REQUIREMENTS:
**1.** In the limiting reagent solution, transcribe the passage starting with "1 mole of N₂" and going on through "the final yield.".
**2.** Which reactant does the limiting reagent solution identify as the limiting reagent?

TEXT EXTRACT:
Step 1: Calculating moles of N₂ as;

                   Moles = Mass / M/Mass

                   Moles = 9.75 g / 28.01 g/mol

                   Moles = 0.348 moles of N₂

Step 2: Calculating moles of H₂ as;

                   Moles = Mass / M/Mass

                   Moles = 1.86 g / 2.01 g/mol

                   Moles = 0.925 moles

Step 3: Finding Limiting reagent as;

According to equation,

                1 mole of N₂ reacts with  =  3 moles of H₂

So,

             0.348 moles of N₂ will react with  =  X moles of H₂

Solving for X,

                     X = 3 mol × 0.348 mol / 1 mol

                     X = 1.044 mol of H₂

It shows that to consume 0.348 moles of N₂ completely we require 1.044 mol of Hydrogen while, as given in statement we are only provided with 0.925 moles of H₂ hence, hydrogen  is limiting reagent. Therefore, H₂ will control the final yield.

MATERIAL SUPPLIED:

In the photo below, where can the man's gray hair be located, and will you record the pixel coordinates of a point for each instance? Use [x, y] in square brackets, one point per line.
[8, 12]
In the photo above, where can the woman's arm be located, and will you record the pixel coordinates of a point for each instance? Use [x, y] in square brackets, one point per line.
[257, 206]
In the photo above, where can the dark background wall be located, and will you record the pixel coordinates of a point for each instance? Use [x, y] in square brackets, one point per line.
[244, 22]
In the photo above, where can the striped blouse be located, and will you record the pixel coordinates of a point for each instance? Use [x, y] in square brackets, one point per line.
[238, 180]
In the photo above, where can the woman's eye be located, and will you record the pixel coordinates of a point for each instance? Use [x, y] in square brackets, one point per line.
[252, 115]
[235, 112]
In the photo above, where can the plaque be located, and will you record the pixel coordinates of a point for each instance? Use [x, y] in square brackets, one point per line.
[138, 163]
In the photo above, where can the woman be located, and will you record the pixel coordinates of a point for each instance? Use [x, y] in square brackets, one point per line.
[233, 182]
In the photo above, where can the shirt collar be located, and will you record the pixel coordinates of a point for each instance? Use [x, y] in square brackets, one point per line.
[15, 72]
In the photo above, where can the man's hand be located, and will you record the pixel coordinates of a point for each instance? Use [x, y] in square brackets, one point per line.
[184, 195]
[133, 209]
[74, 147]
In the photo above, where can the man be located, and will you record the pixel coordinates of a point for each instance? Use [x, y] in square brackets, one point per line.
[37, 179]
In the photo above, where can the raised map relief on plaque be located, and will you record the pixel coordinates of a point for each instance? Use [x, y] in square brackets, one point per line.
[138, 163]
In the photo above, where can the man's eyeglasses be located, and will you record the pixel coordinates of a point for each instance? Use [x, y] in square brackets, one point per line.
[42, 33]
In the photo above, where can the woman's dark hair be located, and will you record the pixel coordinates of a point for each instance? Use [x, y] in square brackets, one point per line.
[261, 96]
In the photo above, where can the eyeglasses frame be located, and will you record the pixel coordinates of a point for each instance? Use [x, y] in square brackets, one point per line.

RESPONSES IN ORDER:
**1.**
1 mole of N₂ reacts with  =  3 moles of H₂

So,

             0.348 moles of N₂ will react with  =  X moles of H₂

Solving for X,

                     X = 3 mol × 0.348 mol / 1 mol

                     X = 1.044 mol of H₂

It shows that to consume 0.348 moles of N₂ completely we require 1.044 mol of Hydrogen while, as given in statement we are only provided with 0.925 moles of H₂ hence, hydrogen  is limiting reagent. Therefore, H₂ will control the final yield.

**2.** Hydrogen (H₂) is the limiting reagent.